Data entries:
↓↓↓
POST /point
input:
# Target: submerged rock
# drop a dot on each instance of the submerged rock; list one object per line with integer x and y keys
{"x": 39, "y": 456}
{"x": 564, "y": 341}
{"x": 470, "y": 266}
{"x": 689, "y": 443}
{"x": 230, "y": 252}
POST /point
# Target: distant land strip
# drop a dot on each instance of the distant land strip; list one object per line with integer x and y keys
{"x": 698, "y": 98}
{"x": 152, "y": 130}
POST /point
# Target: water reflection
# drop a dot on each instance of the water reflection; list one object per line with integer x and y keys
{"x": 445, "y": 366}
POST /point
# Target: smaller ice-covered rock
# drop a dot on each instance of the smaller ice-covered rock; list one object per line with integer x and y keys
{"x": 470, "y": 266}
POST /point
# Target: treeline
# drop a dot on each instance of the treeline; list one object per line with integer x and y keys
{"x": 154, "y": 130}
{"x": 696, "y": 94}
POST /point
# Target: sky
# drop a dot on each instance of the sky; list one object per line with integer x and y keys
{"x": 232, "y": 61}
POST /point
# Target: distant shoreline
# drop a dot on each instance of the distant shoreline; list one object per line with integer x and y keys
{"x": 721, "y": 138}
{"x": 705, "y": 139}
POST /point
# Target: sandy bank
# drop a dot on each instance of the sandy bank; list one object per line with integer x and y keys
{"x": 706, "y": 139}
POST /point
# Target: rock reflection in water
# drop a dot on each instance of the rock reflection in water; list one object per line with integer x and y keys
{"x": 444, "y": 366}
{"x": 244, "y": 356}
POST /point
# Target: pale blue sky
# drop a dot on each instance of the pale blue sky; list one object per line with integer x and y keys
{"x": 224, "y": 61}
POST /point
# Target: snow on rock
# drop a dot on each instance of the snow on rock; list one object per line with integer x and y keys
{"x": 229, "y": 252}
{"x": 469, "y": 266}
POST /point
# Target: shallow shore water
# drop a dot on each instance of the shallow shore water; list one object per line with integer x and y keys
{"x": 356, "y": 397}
↑↑↑
◆ **Task goal**: Please copy the line that holds "# drop a dot on each instance of the shallow" and each line under it through the last line above, exactly as they stand, adding nothing.

◆ **Result for this task**:
# drop a dot on each instance of the shallow shore water; list one object per line with integer x and y keys
{"x": 356, "y": 397}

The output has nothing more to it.